BEGIN

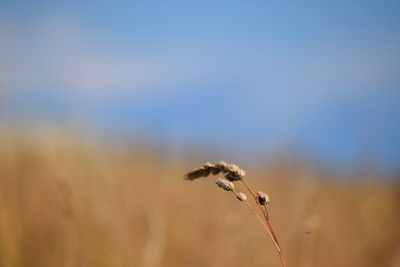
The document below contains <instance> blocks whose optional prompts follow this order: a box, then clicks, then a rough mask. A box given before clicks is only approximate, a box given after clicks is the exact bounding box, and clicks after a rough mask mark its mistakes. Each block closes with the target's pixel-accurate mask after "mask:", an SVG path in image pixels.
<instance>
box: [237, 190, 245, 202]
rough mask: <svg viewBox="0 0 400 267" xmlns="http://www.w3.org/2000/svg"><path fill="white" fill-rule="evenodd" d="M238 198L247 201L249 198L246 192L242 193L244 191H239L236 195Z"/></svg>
mask: <svg viewBox="0 0 400 267" xmlns="http://www.w3.org/2000/svg"><path fill="white" fill-rule="evenodd" d="M236 198H237V199H239V200H240V201H246V200H247V196H246V195H245V194H244V193H242V192H239V193H238V194H237V195H236Z"/></svg>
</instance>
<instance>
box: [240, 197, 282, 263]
mask: <svg viewBox="0 0 400 267" xmlns="http://www.w3.org/2000/svg"><path fill="white" fill-rule="evenodd" d="M233 192H234V193H235V195H236V196H237V197H238V193H237V192H236V191H233ZM242 202H244V203H245V204H246V205H247V207H248V208H249V209H250V210H251V212H252V213H253V214H254V215H255V216H256V217H257V219H258V221H259V222H260V223H261V225H262V226H263V227H264V229H265V230H266V231H267V233H268V235H269V237H270V238H271V239H272V241H273V242H274V245H275V247H276V249H277V250H278V253H279V257H280V259H281V262H282V265H283V267H286V266H287V265H286V261H285V258H284V256H283V253H282V250H281V247H280V246H279V244H278V242H277V241H276V238H274V234H273V233H272V231H271V230H272V229H270V227H269V226H267V225H266V224H265V222H264V221H263V220H262V219H261V217H260V215H258V213H257V212H256V211H255V209H254V208H253V206H252V205H251V204H250V203H248V202H247V201H246V200H244V201H242ZM267 222H268V221H267Z"/></svg>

END

Output everything in the records above word for word, but not the pictures.

> **RESULT OF THIS TASK**:
The document below contains <instance> blocks whose optional prompts follow this order: a box, then clicks, then a rough mask. A box given before clicks is only approximate, a box given after clicks is the exact bounding box, and clicks after a rough mask mark its mistakes. Each block closes with the target's pixel-accurate mask after "mask:", an SVG path in image pixels.
<instance>
box: [237, 190, 245, 202]
rough mask: <svg viewBox="0 0 400 267" xmlns="http://www.w3.org/2000/svg"><path fill="white" fill-rule="evenodd" d="M238 198L247 201L249 198L246 192L242 193L244 191H239L236 195Z"/></svg>
mask: <svg viewBox="0 0 400 267" xmlns="http://www.w3.org/2000/svg"><path fill="white" fill-rule="evenodd" d="M236 198H237V199H239V200H240V201H246V200H247V196H246V195H245V194H244V193H242V192H239V193H238V194H237V195H236Z"/></svg>
</instance>
<instance>
box: [240, 197, 282, 263]
mask: <svg viewBox="0 0 400 267" xmlns="http://www.w3.org/2000/svg"><path fill="white" fill-rule="evenodd" d="M233 192H234V193H235V195H236V196H237V197H238V193H237V192H236V191H233ZM242 202H244V203H245V204H246V205H247V207H248V208H249V209H250V210H251V212H252V213H253V214H254V215H255V216H256V217H257V219H258V221H259V222H260V223H261V225H262V226H263V227H264V229H265V230H266V231H267V233H268V235H269V237H270V238H271V239H272V241H273V242H274V245H275V247H276V249H277V250H278V253H279V257H280V259H281V262H282V265H283V267H286V266H287V265H286V261H285V258H284V256H283V253H282V250H281V247H280V246H279V244H278V242H277V241H276V238H274V234H273V233H272V231H271V230H272V229H270V227H269V226H267V225H266V224H265V222H264V221H263V220H262V219H261V217H260V215H258V213H257V212H256V211H255V209H254V208H253V206H252V205H251V204H250V203H248V202H247V201H246V200H244V201H242ZM267 222H268V221H267Z"/></svg>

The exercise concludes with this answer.